* **AVAILABLE RECORDS**:
## start
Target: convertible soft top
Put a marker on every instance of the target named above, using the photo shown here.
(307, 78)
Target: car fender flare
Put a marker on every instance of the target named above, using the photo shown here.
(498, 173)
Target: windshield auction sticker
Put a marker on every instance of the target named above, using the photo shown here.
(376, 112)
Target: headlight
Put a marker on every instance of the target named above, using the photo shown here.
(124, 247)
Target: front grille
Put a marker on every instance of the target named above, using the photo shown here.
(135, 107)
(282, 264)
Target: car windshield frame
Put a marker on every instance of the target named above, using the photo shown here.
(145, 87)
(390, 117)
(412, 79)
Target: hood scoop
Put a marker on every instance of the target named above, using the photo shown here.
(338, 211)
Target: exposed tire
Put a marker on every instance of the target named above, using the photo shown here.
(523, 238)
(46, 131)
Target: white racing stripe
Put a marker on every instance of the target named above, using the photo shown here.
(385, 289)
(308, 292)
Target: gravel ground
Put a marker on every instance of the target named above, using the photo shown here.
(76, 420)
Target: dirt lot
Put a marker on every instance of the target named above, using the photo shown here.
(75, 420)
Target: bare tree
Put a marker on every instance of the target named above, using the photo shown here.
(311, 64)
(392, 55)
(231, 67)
## end
## start
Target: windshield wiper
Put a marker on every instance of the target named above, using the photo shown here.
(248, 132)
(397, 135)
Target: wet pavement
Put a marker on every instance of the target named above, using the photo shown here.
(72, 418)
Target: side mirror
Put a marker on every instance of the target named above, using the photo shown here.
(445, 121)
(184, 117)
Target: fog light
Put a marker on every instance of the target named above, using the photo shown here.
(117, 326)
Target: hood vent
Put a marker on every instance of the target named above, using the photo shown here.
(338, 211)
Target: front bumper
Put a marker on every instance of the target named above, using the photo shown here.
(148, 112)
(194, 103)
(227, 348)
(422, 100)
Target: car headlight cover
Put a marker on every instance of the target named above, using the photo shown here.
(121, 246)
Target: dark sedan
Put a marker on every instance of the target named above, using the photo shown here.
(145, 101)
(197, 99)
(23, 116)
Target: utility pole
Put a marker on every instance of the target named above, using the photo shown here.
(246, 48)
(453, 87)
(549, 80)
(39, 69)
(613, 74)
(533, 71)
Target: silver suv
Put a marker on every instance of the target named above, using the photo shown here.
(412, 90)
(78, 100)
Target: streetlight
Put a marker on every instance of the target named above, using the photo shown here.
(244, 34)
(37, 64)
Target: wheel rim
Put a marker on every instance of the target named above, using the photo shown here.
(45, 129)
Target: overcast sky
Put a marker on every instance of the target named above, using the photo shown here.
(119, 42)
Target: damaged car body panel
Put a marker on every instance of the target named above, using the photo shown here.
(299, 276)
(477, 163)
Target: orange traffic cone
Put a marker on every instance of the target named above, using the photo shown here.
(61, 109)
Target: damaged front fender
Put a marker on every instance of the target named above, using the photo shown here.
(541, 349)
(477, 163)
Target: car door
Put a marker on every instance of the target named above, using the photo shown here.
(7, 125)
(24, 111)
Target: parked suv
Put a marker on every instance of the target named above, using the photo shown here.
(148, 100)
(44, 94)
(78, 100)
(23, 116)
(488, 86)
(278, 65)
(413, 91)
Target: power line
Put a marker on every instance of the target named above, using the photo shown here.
## end
* **THE TASK**: Locate each line in the data above that contains the string "front", and copy those lines in full.

* **OUTPUT OF THE TASK**:
Target: front grille
Target: front bumper
Target: damaged front fender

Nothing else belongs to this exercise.